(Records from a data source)
---
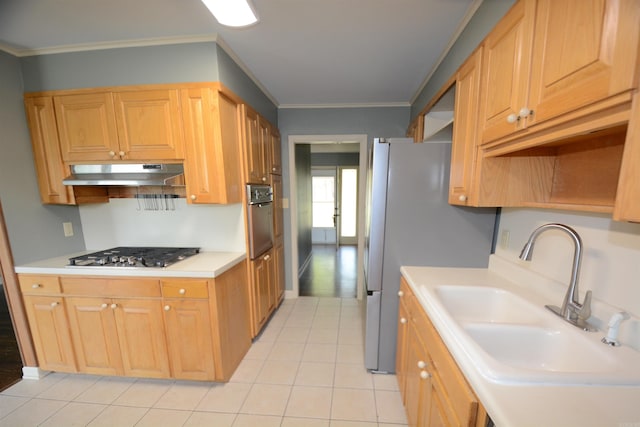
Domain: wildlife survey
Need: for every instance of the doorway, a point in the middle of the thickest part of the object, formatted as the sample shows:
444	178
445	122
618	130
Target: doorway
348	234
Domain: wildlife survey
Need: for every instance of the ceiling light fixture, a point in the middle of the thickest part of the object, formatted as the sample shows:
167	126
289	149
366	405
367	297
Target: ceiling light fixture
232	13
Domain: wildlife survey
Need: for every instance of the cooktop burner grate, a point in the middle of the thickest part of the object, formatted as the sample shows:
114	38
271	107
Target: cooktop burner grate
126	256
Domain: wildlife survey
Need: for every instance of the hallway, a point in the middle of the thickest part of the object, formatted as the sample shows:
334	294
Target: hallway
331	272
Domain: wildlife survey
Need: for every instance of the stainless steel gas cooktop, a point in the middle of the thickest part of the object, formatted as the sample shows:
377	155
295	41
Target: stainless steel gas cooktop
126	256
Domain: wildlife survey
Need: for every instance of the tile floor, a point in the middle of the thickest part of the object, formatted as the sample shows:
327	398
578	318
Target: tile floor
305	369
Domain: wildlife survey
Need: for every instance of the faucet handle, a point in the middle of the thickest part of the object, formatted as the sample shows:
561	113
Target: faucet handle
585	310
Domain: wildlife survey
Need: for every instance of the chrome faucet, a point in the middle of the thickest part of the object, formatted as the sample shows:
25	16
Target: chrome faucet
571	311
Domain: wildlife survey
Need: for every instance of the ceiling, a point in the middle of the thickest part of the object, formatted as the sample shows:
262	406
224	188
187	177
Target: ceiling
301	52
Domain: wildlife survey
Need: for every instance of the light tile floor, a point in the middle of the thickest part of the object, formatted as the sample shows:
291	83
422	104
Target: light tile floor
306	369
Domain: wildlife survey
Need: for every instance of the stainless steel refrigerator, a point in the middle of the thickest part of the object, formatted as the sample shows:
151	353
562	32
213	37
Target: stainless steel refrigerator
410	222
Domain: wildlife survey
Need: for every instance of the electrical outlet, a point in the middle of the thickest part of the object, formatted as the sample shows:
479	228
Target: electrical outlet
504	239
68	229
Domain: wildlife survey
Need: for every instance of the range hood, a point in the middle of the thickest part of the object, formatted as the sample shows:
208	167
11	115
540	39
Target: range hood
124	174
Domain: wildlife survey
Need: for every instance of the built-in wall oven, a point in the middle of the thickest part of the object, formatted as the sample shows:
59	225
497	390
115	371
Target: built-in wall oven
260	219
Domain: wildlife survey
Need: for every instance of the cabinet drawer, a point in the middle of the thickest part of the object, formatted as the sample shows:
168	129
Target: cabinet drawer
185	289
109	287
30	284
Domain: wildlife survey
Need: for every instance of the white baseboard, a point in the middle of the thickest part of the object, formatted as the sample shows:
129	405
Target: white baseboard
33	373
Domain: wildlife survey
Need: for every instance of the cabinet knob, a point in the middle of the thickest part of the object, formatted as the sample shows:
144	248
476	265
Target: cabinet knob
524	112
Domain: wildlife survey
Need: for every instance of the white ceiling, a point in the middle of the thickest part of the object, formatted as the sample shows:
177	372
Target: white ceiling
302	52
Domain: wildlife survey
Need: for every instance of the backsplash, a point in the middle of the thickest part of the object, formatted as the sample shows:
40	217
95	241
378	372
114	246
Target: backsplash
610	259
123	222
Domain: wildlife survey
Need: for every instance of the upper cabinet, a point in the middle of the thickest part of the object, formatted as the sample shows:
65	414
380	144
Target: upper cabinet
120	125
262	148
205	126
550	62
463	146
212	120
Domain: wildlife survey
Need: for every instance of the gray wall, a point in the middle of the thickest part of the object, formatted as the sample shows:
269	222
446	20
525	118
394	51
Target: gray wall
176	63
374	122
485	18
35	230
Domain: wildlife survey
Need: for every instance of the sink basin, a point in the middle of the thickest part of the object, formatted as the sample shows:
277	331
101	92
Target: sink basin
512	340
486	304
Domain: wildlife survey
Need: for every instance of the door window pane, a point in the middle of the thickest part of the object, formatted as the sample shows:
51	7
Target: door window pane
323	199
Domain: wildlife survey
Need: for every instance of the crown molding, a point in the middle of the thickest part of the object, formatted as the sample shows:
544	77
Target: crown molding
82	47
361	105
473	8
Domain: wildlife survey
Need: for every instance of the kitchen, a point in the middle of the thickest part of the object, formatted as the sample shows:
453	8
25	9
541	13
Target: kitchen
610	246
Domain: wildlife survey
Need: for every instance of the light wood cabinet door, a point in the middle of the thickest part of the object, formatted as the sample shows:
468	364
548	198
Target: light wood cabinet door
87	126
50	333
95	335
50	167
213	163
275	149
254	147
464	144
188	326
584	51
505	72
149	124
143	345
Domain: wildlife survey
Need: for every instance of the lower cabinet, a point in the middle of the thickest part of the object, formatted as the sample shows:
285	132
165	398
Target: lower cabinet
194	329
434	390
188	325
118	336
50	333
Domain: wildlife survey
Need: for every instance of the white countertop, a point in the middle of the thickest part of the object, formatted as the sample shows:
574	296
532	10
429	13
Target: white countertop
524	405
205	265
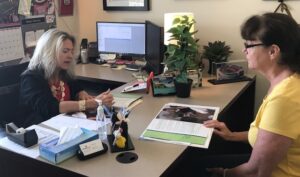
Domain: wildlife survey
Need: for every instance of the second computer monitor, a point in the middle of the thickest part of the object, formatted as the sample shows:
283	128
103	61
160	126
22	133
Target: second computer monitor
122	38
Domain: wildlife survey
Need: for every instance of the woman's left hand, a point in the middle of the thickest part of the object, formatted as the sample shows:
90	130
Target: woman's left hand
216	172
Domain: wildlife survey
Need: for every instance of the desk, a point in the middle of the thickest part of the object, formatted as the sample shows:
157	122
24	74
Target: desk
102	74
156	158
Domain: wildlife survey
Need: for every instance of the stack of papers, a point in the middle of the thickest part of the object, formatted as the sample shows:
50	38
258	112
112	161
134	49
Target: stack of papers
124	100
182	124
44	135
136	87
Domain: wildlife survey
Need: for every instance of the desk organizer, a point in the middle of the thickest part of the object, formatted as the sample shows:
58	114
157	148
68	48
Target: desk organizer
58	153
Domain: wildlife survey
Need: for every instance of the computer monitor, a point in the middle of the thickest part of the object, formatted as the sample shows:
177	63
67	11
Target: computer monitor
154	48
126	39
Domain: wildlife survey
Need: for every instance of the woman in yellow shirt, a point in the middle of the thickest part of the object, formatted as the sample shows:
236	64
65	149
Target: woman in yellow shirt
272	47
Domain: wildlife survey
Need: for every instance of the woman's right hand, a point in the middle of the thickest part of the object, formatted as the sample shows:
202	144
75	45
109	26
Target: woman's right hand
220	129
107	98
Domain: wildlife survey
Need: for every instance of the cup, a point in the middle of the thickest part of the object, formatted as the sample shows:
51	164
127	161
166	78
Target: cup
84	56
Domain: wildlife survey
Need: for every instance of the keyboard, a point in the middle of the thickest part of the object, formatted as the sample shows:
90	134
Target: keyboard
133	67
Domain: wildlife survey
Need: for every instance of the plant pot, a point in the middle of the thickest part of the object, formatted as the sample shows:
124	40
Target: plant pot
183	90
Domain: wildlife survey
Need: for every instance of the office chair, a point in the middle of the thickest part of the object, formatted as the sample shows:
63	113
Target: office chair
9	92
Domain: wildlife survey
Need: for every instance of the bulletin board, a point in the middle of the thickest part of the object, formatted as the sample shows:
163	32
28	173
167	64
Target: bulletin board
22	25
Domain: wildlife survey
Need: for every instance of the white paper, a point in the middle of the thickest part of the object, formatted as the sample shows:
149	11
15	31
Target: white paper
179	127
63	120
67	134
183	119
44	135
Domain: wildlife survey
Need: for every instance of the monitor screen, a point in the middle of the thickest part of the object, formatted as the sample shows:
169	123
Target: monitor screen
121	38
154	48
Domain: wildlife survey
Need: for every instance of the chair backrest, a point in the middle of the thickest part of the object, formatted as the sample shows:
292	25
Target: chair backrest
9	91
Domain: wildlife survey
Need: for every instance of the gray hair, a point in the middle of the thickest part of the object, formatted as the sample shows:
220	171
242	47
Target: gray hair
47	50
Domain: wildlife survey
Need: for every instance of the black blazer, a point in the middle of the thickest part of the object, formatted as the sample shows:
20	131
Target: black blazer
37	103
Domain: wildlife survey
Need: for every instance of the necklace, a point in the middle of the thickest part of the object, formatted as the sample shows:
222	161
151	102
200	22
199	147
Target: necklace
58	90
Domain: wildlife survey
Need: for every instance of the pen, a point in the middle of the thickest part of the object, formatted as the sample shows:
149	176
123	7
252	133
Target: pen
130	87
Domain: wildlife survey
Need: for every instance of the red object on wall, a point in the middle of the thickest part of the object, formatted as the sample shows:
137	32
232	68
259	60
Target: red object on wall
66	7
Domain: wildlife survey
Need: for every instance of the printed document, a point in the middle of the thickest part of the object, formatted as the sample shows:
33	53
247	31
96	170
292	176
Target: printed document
---
TASK TO COMPLETE: Which lines of the records above contain the word "printed"? Copy each of them.

ANSWER AREA:
Need: for every instance of the printed document, a point in the middle of the thickest part of the object, formatted as the sample shows:
Target: printed document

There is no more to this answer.